• [EXTRACTED TEXT]
━━━━━━━━━━

# An extraordinary journal



## extraordinary (Jul 14, 2011)

The title is a little cheesy, but it describes it. 
So, I though I'd start this journal so I can write about everything that is happening with Dixie. Things are hard now with her, but this will show our progress. :]
Dixie, I've been through so much crap with her this past year. June 11th was my year anniversary with her, and I hate to say there were so many downs this year. Then though, of course, he had our ups. :] 
Dixie really taught me how to ride, unlike no horse had. When I first got her I was intimidated by her, she seemed so big (even though she isn't), she was so strong to me, I'd never experienced a horse like her. Within my first 4 months I had her, I'd fallen of 3 times. At times, she definitely did shatter my confidence, she made me so nervous. She gave me all my anxiety in my riding. She would jump the jumps 2 feet higher then they should be jumped, she would at the smallest things. But now, from her, I'm a lot more brave. She's bolted with me a countless number of times. And by bolt, I mean a legit bolt. A full on gallop from a walk. That type of bolt. It was so scary at first, but I eventually learned to just enjoy the ride.
Dixie's jumping, that's what really freaked me out. It was spastic, she was hard to handle. The pony (loved the pony, I'll have to write about him) I rode before was hard, but not like her. Dixie did crazy jumps, at first, I was barely able to hold on, and it was _so_ scary. But now, she taught me how to stay on with ease. She's literally done a 4 foot bunny hop over a 18 in. crossrail.... that was quite fun though.

━━━━━━━━━━

[Lines of data]
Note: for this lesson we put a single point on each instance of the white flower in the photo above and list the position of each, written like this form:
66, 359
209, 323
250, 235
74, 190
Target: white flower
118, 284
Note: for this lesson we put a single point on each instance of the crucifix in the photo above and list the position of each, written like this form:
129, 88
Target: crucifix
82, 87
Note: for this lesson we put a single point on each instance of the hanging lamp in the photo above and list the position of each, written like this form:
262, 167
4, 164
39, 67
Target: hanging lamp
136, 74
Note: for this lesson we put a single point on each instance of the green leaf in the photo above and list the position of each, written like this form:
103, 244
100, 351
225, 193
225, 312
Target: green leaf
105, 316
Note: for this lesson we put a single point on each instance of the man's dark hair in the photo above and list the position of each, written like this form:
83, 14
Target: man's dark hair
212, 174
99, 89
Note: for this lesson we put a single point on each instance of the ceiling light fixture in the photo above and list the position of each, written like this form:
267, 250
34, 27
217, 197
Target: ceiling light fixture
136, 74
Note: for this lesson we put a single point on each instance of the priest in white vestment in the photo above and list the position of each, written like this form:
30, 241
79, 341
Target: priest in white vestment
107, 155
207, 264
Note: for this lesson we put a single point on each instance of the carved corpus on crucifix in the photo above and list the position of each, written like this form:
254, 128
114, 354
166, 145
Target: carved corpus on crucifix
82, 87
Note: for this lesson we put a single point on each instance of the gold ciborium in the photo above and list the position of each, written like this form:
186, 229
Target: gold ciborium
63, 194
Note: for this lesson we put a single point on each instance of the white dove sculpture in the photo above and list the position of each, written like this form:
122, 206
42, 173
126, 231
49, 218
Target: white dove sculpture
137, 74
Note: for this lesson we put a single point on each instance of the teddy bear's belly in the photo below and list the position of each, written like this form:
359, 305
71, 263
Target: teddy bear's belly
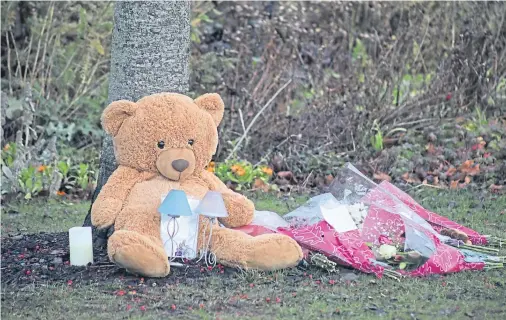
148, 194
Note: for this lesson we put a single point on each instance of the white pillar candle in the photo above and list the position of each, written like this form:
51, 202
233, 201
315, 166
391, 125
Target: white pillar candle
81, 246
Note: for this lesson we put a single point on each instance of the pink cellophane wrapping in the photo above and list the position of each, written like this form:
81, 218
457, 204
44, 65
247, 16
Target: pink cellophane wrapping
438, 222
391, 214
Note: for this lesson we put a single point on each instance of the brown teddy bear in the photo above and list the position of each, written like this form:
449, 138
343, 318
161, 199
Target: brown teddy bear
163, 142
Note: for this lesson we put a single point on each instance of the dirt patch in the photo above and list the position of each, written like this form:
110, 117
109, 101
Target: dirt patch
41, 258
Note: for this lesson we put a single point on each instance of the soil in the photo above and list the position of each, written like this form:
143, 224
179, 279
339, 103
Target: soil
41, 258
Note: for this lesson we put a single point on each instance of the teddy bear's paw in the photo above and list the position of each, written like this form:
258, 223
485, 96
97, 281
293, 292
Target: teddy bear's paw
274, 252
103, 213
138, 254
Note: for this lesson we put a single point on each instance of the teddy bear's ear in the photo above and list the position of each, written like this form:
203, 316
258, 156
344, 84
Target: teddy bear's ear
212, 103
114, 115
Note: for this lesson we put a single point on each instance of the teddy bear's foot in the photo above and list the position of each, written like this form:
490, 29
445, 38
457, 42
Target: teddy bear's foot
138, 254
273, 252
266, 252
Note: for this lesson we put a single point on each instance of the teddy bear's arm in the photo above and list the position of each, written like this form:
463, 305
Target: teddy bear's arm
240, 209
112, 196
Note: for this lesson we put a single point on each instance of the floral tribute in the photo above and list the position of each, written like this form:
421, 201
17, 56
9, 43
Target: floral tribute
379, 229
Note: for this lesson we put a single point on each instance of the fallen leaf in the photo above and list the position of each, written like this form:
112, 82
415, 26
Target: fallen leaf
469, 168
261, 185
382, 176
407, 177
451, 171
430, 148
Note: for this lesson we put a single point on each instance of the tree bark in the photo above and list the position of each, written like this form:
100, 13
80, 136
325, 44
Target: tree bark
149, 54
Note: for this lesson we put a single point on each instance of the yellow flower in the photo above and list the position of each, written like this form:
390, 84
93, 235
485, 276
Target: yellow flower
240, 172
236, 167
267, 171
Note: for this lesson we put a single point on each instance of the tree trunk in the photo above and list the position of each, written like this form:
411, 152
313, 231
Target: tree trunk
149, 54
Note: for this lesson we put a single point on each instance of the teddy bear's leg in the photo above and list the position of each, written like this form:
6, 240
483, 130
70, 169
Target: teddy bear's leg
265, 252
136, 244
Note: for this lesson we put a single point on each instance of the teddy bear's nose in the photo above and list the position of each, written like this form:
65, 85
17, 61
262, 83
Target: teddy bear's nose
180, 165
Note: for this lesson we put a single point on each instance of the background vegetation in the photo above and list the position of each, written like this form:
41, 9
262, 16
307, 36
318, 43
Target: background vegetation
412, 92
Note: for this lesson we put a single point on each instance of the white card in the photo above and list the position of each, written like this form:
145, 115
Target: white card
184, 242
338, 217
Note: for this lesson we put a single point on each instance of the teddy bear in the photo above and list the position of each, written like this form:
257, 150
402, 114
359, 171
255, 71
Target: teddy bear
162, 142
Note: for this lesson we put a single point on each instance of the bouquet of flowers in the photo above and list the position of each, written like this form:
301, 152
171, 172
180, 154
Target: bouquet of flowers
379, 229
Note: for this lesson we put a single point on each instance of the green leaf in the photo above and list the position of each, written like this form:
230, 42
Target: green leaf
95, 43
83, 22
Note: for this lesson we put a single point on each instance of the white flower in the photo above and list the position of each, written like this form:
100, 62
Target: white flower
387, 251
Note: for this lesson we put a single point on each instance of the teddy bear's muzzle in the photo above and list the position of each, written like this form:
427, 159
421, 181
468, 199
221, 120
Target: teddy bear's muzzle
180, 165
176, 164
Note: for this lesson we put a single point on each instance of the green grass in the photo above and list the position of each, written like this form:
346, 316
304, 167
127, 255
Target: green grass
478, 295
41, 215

━━━━━━━━━━

• [EXERCISE TASK 1]
Answer these questions using the journal about Dixie.
(a) On what date was the writer's one-year anniversary with Dixie?
(b) How many times had the writer fallen off within the first 4 months of having Dixie?
(c) What size of jump did Dixie once make over an 18 in. crossrail?
• [EXERCISE TASK 2]
Extend the journal about Dixie, picking up after its final sentence.

• [EXERCISE RESULT 1]
(a) June 11th
(b) 3 times
(c) A 4 foot bunny hop

• [EXERCISE RESULT 2]
Now though, time to say what's been going on lately. Things are far from perfect, but SO much better. I'm so proud of my pony. Slowly, Dixie over coming her fear of jumping plastic flowers, and any other "scary" jump. She was sent away for training for a month, and is now less spooky. Our jumping courses have been less spastic, and we are now perfecting our dressage. Dixie really has been amazing lately. She is going to her first 3 day in August, and I'm really working hard for that.


----------



## extraordinary (Jul 14, 2011)

Is today the 20th? I think so. . . Well almost 21st.
July 20th-
Dixie was amazing today. She was a bit spooky on the streets; two little westies made her bolt, but you know, they are pretty scary! My lesson was great though. We jumped. I went over a coop without much of a problem, and all the other jumps. Things are looking up! She gave me one dirty stop at the coop, but that was it really. So, yay!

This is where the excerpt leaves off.